— What the exercise asks —
After locating the line that contains "From the provided photo, locate every instance of curved" in the data below, set down exactly that line and each one after it through the line that contains "From the provided photo, locate every instance of muscular", and nothing more.

※

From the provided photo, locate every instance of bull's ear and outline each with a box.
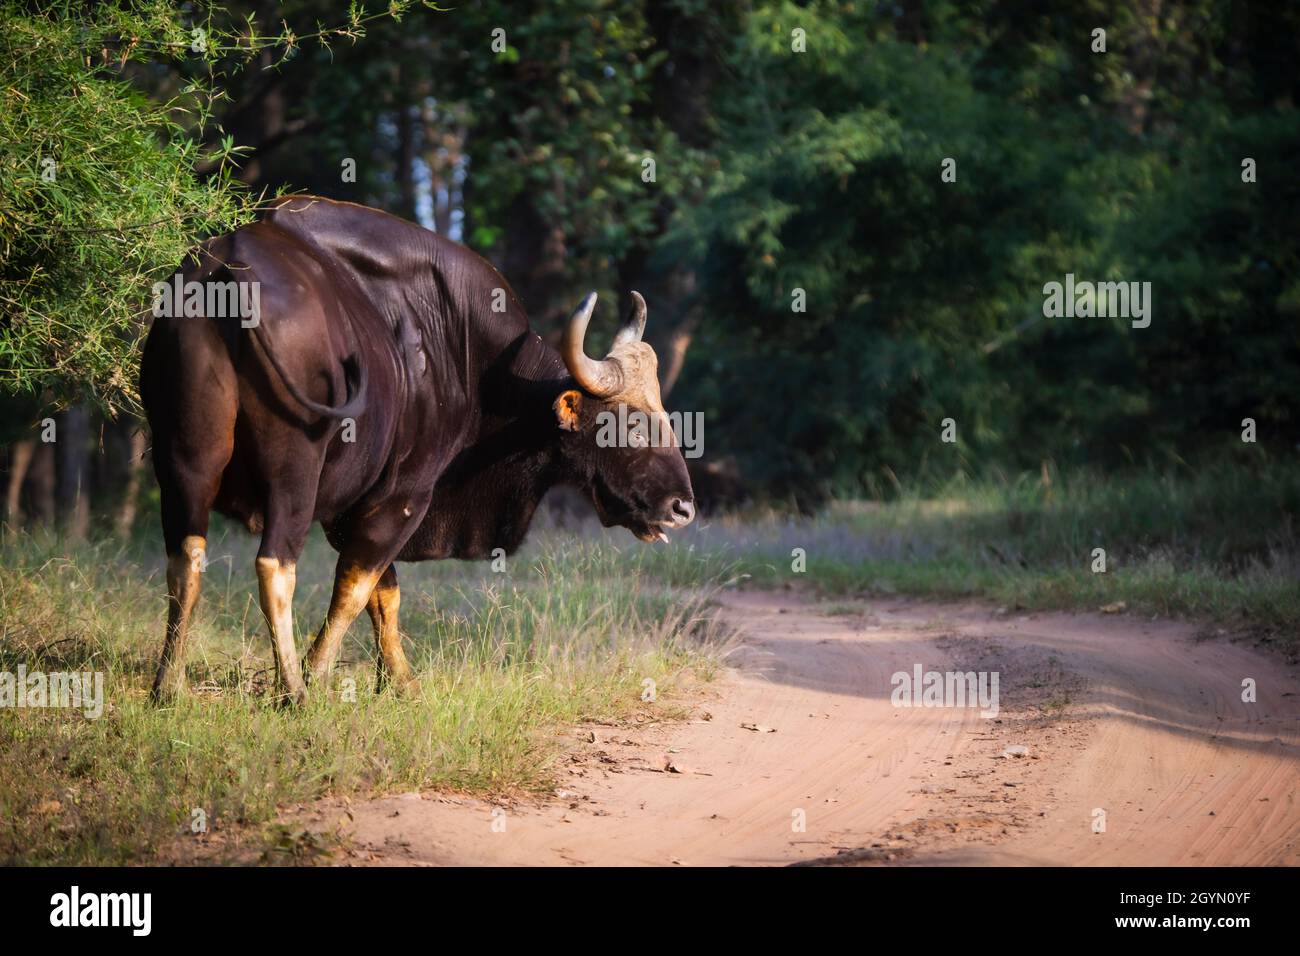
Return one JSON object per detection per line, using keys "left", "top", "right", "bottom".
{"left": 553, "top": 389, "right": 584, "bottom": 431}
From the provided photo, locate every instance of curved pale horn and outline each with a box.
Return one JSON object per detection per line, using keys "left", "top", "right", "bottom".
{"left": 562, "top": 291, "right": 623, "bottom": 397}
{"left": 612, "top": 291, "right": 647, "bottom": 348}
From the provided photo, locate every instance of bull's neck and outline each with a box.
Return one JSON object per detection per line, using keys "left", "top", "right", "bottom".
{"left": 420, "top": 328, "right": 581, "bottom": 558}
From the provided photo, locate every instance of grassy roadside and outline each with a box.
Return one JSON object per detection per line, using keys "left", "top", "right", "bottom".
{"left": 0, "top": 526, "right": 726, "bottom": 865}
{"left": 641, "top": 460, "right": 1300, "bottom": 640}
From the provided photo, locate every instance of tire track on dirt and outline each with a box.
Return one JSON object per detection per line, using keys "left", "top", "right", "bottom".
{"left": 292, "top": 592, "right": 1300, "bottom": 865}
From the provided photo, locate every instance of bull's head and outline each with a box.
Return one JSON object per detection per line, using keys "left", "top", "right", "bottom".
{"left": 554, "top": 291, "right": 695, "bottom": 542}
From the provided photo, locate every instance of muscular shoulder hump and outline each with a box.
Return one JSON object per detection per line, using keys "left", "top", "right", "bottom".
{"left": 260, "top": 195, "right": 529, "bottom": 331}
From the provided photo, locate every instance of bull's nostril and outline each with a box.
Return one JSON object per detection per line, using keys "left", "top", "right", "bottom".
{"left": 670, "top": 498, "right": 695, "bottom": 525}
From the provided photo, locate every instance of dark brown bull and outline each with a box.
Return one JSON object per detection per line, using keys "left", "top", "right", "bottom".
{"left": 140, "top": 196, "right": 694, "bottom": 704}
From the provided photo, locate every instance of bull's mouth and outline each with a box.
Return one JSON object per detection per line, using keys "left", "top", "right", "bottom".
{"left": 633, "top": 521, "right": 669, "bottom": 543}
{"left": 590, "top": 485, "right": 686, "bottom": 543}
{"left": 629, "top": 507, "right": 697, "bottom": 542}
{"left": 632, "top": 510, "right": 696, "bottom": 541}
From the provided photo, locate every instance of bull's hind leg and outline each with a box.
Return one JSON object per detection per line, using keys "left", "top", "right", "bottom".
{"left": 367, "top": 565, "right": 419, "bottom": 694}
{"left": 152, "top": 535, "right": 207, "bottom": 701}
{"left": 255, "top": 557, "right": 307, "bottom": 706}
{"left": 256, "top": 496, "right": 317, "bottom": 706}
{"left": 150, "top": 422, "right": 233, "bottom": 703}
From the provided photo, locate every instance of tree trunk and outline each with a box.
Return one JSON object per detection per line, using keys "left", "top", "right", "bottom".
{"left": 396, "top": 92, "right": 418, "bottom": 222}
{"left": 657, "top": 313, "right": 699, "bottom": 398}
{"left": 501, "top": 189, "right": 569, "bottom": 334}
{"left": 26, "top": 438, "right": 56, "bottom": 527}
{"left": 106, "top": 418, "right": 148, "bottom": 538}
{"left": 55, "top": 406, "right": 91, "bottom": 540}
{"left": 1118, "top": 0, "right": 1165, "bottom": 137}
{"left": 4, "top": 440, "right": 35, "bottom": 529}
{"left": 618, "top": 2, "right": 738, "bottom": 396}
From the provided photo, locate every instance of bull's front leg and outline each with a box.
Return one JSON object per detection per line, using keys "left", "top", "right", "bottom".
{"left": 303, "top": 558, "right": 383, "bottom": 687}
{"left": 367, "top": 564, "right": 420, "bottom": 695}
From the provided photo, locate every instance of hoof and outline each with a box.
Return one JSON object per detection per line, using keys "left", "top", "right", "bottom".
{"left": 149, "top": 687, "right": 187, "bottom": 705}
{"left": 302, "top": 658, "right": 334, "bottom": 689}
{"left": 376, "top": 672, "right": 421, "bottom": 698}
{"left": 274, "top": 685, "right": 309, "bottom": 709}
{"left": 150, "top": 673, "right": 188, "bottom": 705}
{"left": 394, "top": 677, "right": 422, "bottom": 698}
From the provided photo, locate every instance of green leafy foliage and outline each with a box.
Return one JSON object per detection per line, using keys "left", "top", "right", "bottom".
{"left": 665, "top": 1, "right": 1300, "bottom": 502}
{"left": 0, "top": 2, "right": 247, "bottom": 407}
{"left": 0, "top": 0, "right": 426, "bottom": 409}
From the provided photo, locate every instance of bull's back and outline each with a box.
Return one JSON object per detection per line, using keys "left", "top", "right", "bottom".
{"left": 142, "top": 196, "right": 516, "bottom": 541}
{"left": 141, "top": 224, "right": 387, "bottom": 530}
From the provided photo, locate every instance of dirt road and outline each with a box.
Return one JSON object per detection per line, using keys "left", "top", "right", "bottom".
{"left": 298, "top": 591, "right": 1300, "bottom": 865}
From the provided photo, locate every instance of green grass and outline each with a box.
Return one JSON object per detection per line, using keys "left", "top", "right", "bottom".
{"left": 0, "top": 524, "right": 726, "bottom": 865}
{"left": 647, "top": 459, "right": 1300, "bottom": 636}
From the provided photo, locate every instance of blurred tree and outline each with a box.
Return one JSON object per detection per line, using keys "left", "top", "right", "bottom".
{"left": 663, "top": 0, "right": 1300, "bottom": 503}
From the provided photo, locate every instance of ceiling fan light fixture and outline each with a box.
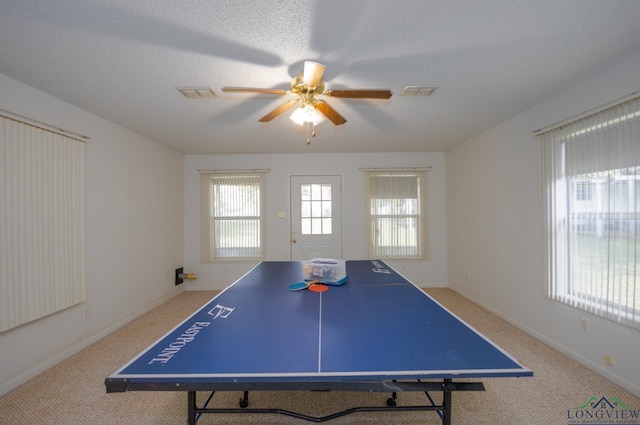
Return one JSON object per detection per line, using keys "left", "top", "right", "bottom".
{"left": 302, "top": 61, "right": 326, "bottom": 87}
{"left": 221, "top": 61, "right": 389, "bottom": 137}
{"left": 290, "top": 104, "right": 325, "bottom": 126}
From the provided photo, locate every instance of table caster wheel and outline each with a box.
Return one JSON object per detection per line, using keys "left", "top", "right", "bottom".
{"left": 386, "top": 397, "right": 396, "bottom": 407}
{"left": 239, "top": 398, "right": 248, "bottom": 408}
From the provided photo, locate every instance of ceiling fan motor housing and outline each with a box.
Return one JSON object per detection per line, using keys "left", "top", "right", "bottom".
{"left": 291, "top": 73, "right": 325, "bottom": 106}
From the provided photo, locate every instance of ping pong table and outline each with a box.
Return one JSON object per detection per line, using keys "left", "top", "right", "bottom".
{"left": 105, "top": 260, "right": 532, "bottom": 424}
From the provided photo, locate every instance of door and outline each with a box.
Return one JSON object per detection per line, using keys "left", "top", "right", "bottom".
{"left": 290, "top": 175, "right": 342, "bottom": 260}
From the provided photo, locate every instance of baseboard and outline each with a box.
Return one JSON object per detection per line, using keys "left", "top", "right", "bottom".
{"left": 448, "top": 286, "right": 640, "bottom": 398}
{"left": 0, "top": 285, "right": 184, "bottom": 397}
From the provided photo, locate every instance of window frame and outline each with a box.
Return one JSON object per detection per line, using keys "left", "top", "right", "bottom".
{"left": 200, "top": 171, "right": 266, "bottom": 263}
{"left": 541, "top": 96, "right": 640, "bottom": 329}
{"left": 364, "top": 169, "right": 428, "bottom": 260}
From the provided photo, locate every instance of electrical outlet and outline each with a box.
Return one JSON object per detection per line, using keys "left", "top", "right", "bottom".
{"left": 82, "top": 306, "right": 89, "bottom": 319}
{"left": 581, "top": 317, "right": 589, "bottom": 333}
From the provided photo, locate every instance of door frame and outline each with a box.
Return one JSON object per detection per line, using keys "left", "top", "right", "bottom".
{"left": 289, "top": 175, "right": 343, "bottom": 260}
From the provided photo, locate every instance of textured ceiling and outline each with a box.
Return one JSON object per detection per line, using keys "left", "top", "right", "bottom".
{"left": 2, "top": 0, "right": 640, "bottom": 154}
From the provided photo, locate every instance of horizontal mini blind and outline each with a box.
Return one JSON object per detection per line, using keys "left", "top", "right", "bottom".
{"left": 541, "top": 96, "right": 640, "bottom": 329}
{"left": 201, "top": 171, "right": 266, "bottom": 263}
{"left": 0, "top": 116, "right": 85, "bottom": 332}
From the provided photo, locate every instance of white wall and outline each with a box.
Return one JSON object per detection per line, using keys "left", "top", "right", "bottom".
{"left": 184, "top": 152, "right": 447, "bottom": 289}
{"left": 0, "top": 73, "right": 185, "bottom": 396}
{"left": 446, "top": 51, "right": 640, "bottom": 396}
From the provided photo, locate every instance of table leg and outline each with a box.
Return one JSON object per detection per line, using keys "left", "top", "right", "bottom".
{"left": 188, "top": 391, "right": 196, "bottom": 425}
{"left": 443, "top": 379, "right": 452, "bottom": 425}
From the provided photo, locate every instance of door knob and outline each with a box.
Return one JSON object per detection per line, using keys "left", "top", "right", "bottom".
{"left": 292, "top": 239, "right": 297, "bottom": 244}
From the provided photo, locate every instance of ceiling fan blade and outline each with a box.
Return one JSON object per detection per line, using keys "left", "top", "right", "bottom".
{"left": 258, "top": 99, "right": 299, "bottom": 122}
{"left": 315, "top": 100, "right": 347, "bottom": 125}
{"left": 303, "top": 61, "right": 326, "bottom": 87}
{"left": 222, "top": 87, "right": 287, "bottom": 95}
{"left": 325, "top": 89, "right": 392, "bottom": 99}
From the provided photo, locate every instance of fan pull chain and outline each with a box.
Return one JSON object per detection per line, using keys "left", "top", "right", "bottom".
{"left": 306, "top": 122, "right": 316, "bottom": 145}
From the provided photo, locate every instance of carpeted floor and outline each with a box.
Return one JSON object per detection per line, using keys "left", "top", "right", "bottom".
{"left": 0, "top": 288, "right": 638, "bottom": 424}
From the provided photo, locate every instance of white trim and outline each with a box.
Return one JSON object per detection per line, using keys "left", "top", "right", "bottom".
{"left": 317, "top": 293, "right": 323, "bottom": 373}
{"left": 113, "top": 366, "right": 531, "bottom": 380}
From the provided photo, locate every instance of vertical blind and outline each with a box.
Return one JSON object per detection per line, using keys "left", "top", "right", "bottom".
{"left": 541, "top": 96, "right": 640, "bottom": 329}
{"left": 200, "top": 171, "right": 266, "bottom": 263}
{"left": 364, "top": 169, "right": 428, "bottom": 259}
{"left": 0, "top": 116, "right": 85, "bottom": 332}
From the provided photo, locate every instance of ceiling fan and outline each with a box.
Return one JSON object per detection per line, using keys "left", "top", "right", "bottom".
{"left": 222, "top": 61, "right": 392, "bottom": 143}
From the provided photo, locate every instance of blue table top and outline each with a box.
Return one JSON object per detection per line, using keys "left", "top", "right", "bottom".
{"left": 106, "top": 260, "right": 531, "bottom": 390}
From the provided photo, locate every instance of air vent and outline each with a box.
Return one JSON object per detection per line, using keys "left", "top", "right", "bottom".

※

— Answer box —
From the provided photo, locate every instance of curved pale horn and outline each with a box.
Return one JSON object per detection per line, using keys "left", "top", "right", "bottom".
{"left": 562, "top": 291, "right": 623, "bottom": 397}
{"left": 612, "top": 291, "right": 647, "bottom": 348}
From the provided photo, locate every instance of bull's neck and outline each with a box.
Return one JSON object per detection per line, using keys "left", "top", "right", "bottom".
{"left": 420, "top": 328, "right": 581, "bottom": 558}
From the provided photo, locate every instance of grassy roadside and outline each with a box.
Return one JSON object per detection per line, using keys "left", "top", "right", "bottom".
{"left": 0, "top": 526, "right": 726, "bottom": 865}
{"left": 641, "top": 460, "right": 1300, "bottom": 640}
From the provided photo, locate every instance of tire track on dirt and outline each with a box.
Return one JSON object per detection per line, using keys "left", "top", "right", "bottom".
{"left": 292, "top": 592, "right": 1300, "bottom": 865}
From the provided photo, locate every instance of bull's head and outline each with a box.
Return one JSON object per detection per line, using keys "left", "top", "right", "bottom".
{"left": 554, "top": 291, "right": 695, "bottom": 542}
From the provided photo, locate every instance of muscular shoulder hump and outline each with a box.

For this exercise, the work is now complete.